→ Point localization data
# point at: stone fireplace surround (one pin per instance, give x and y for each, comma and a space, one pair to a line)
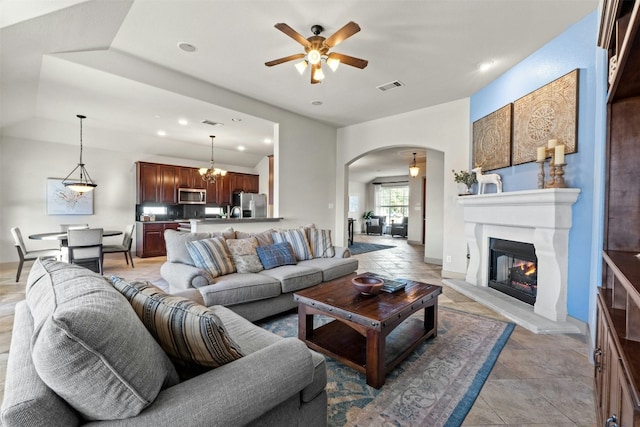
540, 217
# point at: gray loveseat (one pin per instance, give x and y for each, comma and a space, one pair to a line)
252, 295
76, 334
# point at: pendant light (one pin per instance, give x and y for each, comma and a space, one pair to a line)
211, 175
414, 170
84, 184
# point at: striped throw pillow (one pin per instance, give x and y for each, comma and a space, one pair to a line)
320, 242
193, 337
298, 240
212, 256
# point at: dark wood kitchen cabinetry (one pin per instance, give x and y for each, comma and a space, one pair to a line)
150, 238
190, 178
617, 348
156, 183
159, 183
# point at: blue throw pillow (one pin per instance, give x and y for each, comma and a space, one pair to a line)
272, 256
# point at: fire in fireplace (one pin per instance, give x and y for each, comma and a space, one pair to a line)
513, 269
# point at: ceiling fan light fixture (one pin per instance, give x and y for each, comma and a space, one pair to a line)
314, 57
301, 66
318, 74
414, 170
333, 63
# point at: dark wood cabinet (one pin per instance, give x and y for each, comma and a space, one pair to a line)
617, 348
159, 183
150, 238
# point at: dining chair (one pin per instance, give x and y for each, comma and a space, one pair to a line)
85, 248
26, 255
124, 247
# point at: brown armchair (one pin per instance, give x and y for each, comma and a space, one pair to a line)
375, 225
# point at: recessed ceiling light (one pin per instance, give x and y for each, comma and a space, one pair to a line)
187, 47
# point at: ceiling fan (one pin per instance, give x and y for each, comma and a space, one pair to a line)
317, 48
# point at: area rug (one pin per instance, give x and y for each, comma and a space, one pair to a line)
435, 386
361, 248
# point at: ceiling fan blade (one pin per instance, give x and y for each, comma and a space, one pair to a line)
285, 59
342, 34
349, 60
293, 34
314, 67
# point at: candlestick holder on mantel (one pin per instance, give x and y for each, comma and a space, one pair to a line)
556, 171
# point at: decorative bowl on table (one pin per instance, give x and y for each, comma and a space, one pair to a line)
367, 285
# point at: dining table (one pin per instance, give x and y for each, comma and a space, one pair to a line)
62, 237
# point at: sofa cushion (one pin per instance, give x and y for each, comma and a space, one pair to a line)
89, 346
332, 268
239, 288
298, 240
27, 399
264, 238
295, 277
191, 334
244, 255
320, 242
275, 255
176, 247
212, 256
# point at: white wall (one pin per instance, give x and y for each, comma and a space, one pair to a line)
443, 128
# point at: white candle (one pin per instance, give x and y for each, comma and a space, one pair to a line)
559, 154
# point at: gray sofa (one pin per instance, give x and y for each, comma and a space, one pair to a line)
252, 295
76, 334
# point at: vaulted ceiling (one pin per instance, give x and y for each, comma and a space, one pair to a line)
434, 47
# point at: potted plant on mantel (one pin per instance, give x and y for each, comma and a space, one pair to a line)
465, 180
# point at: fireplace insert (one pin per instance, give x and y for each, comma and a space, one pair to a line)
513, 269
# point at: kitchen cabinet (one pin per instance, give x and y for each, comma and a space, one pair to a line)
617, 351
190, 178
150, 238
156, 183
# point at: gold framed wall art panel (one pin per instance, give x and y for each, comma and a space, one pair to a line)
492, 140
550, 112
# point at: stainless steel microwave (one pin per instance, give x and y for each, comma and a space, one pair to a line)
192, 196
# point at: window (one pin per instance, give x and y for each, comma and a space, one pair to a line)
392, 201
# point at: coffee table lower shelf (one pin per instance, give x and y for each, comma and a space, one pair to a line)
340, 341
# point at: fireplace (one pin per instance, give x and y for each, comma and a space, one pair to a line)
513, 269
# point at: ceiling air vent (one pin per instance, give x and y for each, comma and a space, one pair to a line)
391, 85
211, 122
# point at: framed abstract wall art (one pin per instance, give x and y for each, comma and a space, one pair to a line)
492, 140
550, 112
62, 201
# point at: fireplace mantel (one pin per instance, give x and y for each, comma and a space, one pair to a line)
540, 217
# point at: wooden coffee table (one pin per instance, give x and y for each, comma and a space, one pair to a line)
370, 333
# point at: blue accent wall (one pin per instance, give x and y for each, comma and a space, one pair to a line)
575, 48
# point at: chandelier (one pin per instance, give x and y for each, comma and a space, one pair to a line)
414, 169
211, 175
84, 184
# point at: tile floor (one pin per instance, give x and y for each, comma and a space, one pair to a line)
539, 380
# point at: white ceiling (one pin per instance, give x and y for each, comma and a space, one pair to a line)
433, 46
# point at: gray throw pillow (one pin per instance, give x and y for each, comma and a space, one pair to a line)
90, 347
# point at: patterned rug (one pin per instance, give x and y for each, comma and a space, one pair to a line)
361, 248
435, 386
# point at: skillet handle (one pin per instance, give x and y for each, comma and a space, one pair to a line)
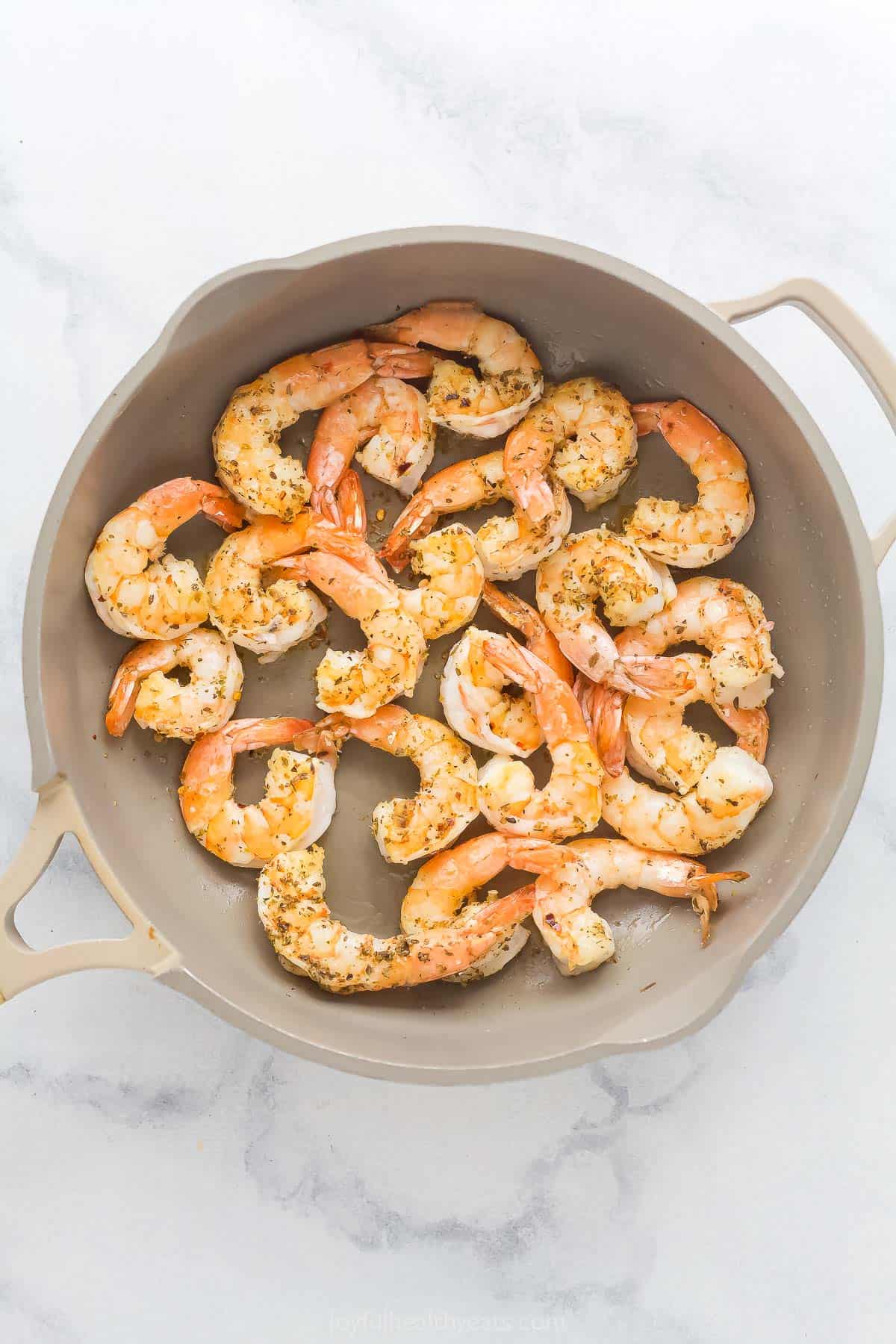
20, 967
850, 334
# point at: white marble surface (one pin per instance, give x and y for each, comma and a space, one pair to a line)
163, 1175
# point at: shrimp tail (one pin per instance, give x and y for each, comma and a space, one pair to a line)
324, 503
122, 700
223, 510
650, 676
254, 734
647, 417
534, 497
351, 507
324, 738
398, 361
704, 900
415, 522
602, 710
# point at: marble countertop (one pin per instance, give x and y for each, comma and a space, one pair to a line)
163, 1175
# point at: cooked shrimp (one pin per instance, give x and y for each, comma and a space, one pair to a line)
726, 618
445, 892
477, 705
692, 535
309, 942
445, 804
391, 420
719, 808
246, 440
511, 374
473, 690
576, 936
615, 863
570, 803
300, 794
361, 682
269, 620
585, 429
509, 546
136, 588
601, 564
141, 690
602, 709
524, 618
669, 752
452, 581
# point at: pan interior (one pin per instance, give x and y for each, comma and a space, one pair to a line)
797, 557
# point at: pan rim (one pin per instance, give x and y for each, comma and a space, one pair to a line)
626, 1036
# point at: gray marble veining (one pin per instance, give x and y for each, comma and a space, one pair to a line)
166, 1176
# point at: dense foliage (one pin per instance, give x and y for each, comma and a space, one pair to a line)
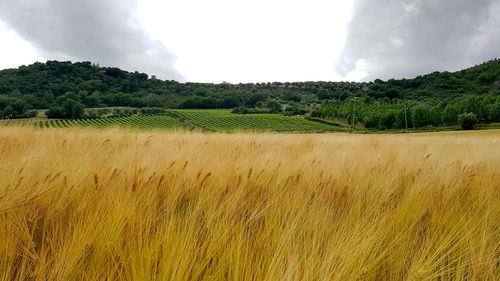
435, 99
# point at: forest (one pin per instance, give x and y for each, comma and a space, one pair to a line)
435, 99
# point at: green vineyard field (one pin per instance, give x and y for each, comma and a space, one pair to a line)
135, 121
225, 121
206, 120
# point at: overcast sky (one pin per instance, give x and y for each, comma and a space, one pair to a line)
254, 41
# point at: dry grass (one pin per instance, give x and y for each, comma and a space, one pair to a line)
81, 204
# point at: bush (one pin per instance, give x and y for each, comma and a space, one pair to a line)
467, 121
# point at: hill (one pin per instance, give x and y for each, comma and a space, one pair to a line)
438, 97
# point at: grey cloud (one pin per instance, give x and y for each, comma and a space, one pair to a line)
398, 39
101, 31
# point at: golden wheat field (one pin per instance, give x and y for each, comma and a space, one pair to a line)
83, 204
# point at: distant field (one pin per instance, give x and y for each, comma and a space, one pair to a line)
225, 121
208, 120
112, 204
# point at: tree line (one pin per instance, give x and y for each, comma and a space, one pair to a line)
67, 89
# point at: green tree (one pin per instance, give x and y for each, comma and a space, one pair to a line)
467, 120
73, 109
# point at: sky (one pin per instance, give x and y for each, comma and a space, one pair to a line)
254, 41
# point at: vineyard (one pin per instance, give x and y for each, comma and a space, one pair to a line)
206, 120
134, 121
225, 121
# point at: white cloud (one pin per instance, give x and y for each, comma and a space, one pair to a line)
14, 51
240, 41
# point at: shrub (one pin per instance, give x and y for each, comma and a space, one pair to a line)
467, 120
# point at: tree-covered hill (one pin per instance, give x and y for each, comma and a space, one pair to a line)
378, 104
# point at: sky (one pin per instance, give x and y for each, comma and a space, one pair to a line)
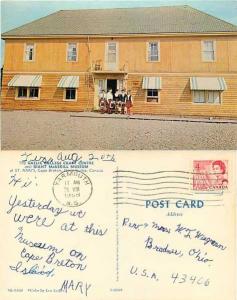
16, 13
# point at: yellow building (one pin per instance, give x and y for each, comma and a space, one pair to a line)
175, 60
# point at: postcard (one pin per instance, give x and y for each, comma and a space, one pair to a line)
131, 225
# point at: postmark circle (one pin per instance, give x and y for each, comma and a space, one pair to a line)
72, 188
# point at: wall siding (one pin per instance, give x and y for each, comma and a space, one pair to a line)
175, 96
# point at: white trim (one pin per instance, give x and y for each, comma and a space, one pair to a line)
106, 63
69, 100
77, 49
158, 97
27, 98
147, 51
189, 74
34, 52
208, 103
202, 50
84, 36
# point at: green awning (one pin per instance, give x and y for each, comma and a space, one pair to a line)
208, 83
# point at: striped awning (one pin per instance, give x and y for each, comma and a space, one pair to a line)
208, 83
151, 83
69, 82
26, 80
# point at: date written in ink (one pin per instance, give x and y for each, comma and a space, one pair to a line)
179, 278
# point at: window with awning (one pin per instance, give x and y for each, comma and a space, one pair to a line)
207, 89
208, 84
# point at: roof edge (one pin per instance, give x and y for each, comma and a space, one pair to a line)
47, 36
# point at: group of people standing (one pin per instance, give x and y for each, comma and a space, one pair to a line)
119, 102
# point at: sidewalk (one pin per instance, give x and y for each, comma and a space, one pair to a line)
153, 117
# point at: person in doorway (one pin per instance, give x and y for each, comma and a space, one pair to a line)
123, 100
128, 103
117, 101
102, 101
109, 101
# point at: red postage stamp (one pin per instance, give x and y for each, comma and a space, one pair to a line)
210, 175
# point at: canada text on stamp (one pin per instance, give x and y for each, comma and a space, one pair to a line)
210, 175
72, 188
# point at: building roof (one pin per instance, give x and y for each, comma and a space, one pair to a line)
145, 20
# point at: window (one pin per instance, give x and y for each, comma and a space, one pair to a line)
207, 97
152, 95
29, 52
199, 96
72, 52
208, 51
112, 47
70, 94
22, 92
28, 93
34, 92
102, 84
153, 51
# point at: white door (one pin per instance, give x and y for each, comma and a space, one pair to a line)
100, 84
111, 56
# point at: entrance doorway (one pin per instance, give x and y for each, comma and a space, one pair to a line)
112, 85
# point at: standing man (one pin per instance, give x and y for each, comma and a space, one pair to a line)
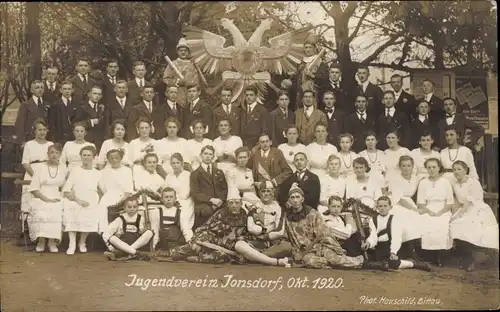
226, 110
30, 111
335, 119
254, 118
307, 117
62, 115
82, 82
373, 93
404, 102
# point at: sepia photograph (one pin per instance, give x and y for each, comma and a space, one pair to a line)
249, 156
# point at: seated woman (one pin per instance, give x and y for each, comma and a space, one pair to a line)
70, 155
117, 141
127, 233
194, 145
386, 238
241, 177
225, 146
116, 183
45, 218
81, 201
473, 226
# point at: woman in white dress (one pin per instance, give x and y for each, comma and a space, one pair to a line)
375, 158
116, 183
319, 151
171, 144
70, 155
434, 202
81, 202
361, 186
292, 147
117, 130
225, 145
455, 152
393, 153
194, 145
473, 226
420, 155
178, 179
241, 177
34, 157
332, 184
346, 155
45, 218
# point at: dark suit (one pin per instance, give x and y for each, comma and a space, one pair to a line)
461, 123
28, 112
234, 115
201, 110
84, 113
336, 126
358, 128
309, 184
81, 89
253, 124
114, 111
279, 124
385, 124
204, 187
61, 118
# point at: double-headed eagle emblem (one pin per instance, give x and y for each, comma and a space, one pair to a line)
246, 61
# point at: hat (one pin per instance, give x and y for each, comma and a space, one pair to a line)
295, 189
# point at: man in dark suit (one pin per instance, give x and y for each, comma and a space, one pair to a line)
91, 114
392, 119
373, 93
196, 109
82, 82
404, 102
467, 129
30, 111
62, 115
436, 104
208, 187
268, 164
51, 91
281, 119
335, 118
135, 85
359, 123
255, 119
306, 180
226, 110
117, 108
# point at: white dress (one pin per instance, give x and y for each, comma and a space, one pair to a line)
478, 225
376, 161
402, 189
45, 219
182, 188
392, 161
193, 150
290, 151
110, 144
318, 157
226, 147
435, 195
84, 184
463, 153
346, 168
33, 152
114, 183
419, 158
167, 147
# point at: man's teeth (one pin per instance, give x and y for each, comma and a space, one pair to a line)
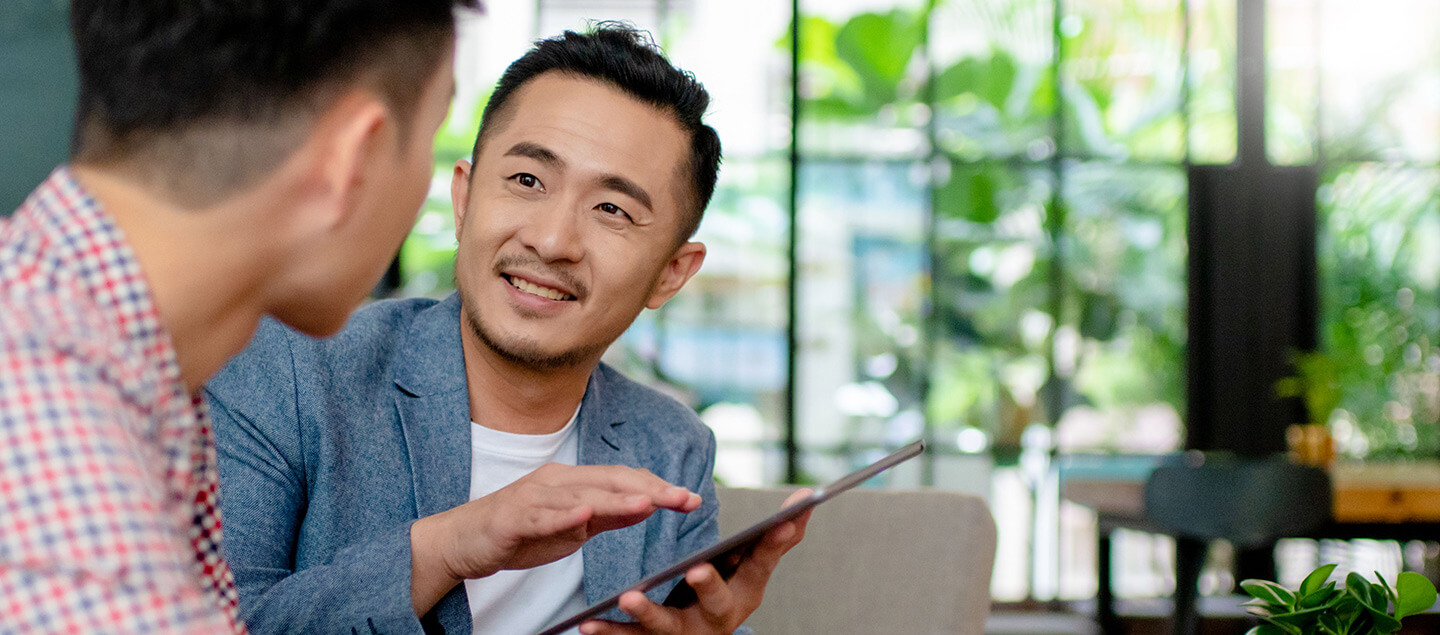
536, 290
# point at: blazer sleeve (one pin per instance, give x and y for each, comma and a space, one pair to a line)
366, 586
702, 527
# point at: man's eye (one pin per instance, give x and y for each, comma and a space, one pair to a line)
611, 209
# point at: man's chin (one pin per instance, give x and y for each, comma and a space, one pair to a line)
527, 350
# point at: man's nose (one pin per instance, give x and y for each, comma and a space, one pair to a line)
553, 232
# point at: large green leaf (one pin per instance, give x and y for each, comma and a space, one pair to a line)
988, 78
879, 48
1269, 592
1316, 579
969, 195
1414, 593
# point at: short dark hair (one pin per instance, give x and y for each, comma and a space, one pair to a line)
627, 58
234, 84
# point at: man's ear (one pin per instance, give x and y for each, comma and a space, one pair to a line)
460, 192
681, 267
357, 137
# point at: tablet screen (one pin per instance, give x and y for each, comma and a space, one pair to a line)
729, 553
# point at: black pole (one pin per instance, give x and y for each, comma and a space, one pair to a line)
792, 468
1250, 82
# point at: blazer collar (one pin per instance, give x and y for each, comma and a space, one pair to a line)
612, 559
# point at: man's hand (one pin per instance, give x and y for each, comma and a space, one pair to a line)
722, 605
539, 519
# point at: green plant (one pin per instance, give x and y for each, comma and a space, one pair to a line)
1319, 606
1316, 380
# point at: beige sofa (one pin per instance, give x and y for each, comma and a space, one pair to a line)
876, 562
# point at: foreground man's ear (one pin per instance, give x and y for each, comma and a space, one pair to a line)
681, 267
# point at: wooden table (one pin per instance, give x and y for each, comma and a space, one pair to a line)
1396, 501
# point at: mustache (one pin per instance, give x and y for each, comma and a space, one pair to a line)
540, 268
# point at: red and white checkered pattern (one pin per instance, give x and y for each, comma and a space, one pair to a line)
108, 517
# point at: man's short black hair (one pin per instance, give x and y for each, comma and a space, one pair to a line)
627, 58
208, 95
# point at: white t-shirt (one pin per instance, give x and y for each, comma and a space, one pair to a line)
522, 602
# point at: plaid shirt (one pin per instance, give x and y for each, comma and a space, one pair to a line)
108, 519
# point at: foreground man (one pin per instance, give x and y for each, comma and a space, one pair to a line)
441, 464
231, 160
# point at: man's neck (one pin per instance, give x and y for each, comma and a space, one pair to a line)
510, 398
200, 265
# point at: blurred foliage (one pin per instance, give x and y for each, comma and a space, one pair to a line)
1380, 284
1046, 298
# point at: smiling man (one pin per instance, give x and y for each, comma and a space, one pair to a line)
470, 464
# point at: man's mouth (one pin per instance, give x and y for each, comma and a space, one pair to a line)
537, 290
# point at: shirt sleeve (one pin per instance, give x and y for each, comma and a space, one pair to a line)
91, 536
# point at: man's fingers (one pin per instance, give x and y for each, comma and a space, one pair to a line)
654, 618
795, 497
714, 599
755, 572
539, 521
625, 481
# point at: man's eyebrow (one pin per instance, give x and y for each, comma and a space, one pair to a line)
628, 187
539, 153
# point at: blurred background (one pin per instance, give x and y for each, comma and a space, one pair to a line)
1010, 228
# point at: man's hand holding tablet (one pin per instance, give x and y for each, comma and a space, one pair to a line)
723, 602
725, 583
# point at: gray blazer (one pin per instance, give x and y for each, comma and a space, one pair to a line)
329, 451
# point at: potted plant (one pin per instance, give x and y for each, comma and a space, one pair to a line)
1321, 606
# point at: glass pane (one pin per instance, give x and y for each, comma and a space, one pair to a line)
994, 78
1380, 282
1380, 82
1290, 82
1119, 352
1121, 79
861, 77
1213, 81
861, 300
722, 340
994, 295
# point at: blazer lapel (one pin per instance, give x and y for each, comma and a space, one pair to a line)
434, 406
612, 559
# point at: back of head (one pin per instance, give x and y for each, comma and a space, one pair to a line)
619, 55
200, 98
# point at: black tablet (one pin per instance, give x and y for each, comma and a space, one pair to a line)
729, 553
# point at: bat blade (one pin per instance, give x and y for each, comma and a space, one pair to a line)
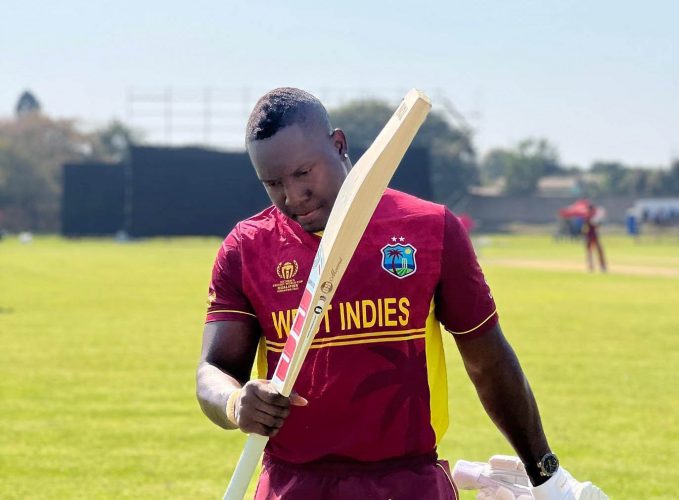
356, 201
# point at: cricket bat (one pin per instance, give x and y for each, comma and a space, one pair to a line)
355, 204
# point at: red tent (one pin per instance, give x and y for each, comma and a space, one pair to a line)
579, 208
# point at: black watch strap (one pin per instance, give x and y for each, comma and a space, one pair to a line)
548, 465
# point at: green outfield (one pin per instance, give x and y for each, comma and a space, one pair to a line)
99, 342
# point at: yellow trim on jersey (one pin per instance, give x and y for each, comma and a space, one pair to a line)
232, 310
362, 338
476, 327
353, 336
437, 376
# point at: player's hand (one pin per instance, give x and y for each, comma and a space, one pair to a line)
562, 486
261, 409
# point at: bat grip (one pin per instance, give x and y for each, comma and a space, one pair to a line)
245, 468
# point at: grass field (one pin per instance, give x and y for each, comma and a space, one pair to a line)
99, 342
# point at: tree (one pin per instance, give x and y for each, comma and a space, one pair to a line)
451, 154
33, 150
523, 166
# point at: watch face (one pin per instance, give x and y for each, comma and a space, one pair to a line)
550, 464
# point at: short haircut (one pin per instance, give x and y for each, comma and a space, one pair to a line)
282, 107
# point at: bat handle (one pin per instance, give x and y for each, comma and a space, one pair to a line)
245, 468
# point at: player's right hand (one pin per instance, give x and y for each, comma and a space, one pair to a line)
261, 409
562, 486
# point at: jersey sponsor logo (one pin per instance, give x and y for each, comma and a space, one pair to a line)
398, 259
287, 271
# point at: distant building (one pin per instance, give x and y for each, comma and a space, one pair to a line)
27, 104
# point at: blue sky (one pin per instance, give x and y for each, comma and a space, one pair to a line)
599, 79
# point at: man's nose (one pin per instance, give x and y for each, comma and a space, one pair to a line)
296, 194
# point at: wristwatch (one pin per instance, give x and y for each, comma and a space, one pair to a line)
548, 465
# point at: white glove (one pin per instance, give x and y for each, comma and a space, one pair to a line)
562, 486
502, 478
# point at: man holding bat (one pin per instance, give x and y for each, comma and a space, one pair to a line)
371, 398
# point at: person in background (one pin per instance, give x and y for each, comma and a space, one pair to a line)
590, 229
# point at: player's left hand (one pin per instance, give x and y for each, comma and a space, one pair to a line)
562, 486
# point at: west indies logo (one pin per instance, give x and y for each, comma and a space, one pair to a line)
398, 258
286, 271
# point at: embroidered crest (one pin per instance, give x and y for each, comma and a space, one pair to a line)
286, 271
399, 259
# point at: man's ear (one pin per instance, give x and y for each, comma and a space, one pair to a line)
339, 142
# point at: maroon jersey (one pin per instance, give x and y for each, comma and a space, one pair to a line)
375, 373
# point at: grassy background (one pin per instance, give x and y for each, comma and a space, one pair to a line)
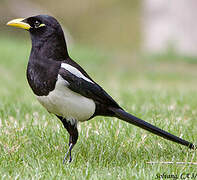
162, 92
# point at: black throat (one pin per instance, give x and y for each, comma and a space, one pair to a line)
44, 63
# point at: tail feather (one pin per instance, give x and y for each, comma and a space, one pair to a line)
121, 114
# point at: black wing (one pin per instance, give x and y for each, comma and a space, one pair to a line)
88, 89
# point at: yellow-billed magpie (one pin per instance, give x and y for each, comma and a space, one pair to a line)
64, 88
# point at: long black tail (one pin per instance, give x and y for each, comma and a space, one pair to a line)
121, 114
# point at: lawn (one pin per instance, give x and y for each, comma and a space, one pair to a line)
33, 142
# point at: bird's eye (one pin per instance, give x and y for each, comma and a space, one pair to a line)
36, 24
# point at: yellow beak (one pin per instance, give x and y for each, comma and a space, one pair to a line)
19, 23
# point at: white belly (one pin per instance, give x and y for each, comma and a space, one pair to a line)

→ WHAT IS NEEDED
Output nothing but the lines from the one that contains "# point at: black throat" through the final line of the entries above, exactly as they appear.

→ ANSWER BOX
# point at: black throat (one pin per instance, give x and y for each, comma and a space, one pair to a line)
44, 63
# point at: tail feather (one pin per instance, give x and y for each, comma and a space, one pair to a line)
121, 114
# point at: black wing (one pin per instance, give x and y for each, comma and a space, one pair to a line)
88, 89
# point at: yellow-billed magpie (one pin per instance, give x and y for each, comma and a space, one pair to a line)
64, 88
# point at: long black tail (one pin per instance, give x and y for each, comma and a space, one pair to a line)
121, 114
# point at: lawn (one pin per instance, give x and y for each, comma and a space, one pair to a line)
33, 142
# point at: bird's eye (one pin per instance, give x and y for each, comma and a space, one pair to a line)
36, 24
# point at: yellow beak (one pin per instance, give x and y for each, comma and a space, one pair to a line)
19, 23
# point at: white belly (one pin per instance, give x and y for each, comma and a space, one pair to a line)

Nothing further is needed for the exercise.